▶ [Geciteerde passage]
>>>>

Derhalve kan rancune de bron van de -ernstige- beschuldigingen zijn geweest
dan wel de beschuldigingen hebben gekleurd. Van Jongenshuis Z te verlangen
hiervan tegenbewijs te leveren, zou een onmogelijke bewijsopdracht opleveren.
De twijfels dienen ten gunste van X te worden uitgelegd.
Het vorenstaande leidt ertoe dat geen bewijsopdracht zal worden gegeven.
Daarbij is ook – mede ten aanzien van de nadere aan het adres van X gerichte
verwijten – het volgende in aanmerking
genomen.
Ontslag op staande voet geldt als ultimum remedium. Het in art.7A:1639p,
eerste lid, BW geformuleerde criterium leidt ertoe dat van deze maatregel
slechts dan gebruik mag worden gemaakt, wanneer van de werkgever niet gevergd
kan worden een andere – voor de werknemer minder bezwarende – methode van
beëindiging van de arbeidsovereenkomst te kiezen. Daarbij kan een rol spelen
in hoeverre ook de werkgever een verwijt treft van het gebeurde.
In dit geval had het Jongenshuis Z gepast ook de hand in eigen boezem te
steken. Dan was naar voren gekomen dat in het geval van X datgene wat als
uitzondering behoorde te gelden – het verblijf van pupillen bij groepsleiders
in de weekenden – bijna
regel was geworden. Volgens X. is het – gedurende het dienstverband – een
keer of vijftien voorgekomen dat een jongen bij hem thuis verbleef.
Als door X gesteld en door Jongenshuis Z onvoldoende weersproken staat vast
dat X conform de geldende regels telkens heeft gerapporteerd naar aanleiding
van een dergelijk verblijf.

De beslissing om herhaaldelijk pupillen met X naar huis te laten gaan, had
slechts genomen behoren te worden wanneer Jongenshuis Z overtuigd was van een
juist professionele instellingen en voldoende vakbekwaamheid van X.
Dienaangaande staat vast dat X nog geen diploma als groepsleider had en
begeleiding nodig had. Bovendien blijkt uit de verklaring van de – ervaren –
groepsleider F dat deze altijd gevonden heeft dat X niet voldoende afstand
nam van het werk en dat hij het aanbod van X ieder weekend dat hij vrij was,
een jongere thuis te willen opnemen, niet vond getuigen van een professionele
houding. Ook twijfelde hij aan de stabiliteit van X en heeft hij zich
afgevraagd of X wel voldoende voor zijn werk was toegerust.

<<<<

▶ [Wat te doen 1] Schrijf uit de geciteerde passage woordelijk het stuk over van "De beslissing om" tot en met "werk was toegerust.".
▶ [Wat te doen 2] Zet deze zin uit de geciteerde passage om in het Engels: "De twijfels dienen ten gunste van X te worden uitgelegd."

▶ [Aangeleverde gegevens]

>>>>

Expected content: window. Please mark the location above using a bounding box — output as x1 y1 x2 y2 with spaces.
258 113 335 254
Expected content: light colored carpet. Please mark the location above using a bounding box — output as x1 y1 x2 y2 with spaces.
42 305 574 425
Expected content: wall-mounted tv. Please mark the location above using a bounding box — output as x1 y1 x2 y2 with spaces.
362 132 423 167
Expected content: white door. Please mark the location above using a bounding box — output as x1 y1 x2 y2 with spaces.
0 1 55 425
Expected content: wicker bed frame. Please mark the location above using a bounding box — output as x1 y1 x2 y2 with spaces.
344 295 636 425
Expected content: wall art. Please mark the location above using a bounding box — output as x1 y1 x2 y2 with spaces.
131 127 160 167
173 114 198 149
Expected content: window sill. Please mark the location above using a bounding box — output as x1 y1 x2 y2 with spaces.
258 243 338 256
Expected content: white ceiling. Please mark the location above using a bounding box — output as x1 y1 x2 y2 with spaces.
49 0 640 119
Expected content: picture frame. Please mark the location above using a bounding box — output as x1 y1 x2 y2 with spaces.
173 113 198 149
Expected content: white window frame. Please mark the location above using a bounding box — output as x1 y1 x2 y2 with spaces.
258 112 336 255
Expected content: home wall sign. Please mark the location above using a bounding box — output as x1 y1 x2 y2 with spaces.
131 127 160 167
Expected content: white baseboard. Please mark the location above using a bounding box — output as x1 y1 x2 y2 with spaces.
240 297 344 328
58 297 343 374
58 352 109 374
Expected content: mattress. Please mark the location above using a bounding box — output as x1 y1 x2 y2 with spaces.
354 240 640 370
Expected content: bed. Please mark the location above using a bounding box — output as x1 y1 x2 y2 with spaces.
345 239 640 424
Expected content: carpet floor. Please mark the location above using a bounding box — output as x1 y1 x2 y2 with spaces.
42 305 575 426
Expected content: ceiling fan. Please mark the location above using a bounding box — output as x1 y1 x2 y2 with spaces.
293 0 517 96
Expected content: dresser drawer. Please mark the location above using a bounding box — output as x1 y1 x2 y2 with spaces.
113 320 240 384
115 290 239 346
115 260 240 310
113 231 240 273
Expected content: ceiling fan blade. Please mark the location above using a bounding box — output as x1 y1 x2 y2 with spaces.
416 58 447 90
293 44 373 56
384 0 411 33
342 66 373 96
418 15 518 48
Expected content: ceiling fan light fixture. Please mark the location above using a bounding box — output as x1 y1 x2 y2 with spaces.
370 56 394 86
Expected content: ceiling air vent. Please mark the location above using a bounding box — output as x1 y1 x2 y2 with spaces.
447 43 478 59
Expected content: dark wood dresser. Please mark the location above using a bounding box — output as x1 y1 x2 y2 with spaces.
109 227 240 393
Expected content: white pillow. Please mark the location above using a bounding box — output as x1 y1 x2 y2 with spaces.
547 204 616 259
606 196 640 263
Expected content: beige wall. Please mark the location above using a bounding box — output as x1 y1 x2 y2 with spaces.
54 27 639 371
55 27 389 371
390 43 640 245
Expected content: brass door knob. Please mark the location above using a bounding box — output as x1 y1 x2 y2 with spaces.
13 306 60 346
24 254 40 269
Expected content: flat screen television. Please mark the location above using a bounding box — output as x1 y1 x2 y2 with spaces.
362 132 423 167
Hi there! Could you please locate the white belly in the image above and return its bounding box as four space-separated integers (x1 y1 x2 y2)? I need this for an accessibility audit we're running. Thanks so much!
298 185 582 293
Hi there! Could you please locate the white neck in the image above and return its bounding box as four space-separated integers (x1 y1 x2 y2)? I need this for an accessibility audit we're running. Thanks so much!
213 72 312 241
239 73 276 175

<<<<

▶ [Jouw uitwerking 1]
De beslissing om herhaaldelijk pupillen met X naar huis te laten gaan, had
slechts genomen behoren te worden wanneer Jongenshuis Z overtuigd was van een
juist professionele instellingen en voldoende vakbekwaamheid van X.
Dienaangaande staat vast dat X nog geen diploma als groepsleider had en
begeleiding nodig had. Bovendien blijkt uit de verklaring van de – ervaren –
groepsleider F dat deze altijd gevonden heeft dat X niet voldoende afstand
nam van het werk en dat hij het aanbod van X ieder weekend dat hij vrij was,
een jongere thuis te willen opnemen, niet vond getuigen van een professionele
houding. Ook twijfelde hij aan de stabiliteit van X en heeft hij zich
afgevraagd of X wel voldoende voor zijn werk was toegerust.

▶ [Jouw uitwerking 2] The doubts must be interpreted in favor of X.